The Chinese targeted companies in the finance, telecommunications, consumer electronics and medical industries, along with US government laboratories operated by NASA and the military, the indictment alleges.
Along with the United States and United Kingdom, countries targeted by China include Canada, France, Germany, Japan, Sweden and Switzerland.
“The list of victim companies reads like a who’s who of the global economy,” said Wray.
The Stone Panda team made off with personal information, including Social Security numbers belonging to more than 100,000 US Navy personnel, prosecutors said.
The hackers employed a technique known as “spearphishing,” tricking computer users at the business and government offices into opening malware-infected emails giving them access to login and password details.
They worked out of an office in Tianjin, China, and engaged in hacking operations during working hours in China, the indictment said.
Geoffrey Berman, the US attorney for the Southern District of New York, called the Chinese cybercampaign “shocking and outrageous.”
Over the past seven years, more than 90 percent of cases alleging economic espionage involved China, as did more than two-thirds of trade-secret theft prosecutions, according to Deputy Attorney General Rod Rosenstein.
Many of the industries targeted in the Stone Panda hacks feature in the Chinese government’s Made in China 2025 program, which aims to supplant the US as the global leader in 10 advanced technologies, including artificial intelligence, robotics and quantum computing, Rosenstein added.
The Chinese Embassy had no immediate comment.

Stored records:
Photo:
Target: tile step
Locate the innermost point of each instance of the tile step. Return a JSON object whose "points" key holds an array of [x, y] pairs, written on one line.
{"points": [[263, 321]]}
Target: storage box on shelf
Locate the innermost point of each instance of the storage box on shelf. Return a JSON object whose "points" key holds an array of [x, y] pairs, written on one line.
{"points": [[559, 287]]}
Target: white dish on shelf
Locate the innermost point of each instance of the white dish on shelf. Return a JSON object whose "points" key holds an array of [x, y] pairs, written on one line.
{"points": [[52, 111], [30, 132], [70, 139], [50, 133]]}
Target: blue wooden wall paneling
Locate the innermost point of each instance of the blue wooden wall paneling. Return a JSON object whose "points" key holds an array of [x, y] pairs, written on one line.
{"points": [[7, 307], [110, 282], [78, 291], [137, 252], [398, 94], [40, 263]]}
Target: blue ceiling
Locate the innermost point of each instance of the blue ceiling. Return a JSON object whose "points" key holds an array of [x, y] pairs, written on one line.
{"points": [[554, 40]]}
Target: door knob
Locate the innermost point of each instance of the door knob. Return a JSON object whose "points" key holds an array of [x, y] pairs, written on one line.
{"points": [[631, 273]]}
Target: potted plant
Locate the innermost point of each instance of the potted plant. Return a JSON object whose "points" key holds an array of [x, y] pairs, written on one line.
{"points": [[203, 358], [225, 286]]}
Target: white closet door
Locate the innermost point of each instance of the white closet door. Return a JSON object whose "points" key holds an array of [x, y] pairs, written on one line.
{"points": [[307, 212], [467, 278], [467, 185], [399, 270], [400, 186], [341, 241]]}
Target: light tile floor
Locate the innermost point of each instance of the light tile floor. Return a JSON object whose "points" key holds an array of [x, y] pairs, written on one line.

TASKS TO COMPLETE:
**1)** In the article on the Stone Panda hacking indictment, where did the hackers work from?
**2)** Continue the article on the Stone Panda hacking indictment, picking up after its final sentence.

EXERCISE ANSWERS:
**1)** They worked out of an office in Tianjin, China.

**2)**
In November, in one of his last official actions, then-Attorney General Jeff Sessions announced a major initiative to combat Chinese commercial spying, building on four years of prosecutorial effort. The department vowed to aggressively pursue trade-secret theft cases and identify researchers and defence industry employees who’ve been “co-opted” by Chinese agents seeking to transfer technology to China.
While Thursday’s show of anti-China unity was notable, the administration pulled back from plans for tougher action amid warnings from the treasury secretary.
Mnuchin’s 11th-hour intervention left administration hard-liners fearing that Beijing would view Thursday’s limited actions as a sign that the president lacks the stomach for an all-out confrontation.
“We don’t comment on sanctions actions or deliberations, but it’s important to note that these issues are completely separate from trade,” said a Treasury Department spokesperson asked to comment on the reports.
The administration action entailed statements from four cabinet agencies – Justice, State, Energy and Homeland Security – while Treasury remained on the sidelines.
The condemnations also pose a complicating factor as Trump and Xi seek to negotiate a trade deal. Over dinner in Buenos Aires earlier this month, the two leaders agreed to a truce in their monthslong tariff war.
Talks between US and Chinese diplomats are expected to begin early next month.
The Trump administration is seeking a deal that would involve structural changes to China’s state-led economic model, greater Chinese purchases of American farm and industrial products and a halt to what the United States says are coercive joint-venture licensing terms.
The indictments were followed by a joint statement from Secretary of State Mike Pompeo and Homeland Security Secretary Kirstjen Nielsen assailing China for violating Xi’s landmark 2015 pledge to refrain from hacking US trade secrets and intellectual property to benefit Chinese companies.
“These actions by Chinese actors to target intellectual property and sensitive business information present a very real threat to the economic competitiveness of companies in the United States and around the globe,” they said.
Thursday’s push to confront China over its alleged cyberaggression comes at a fraught time, as Canada has arrested a Chinese telecommunications executive at the United States’ request on a charge related to violating sanctions against Iran.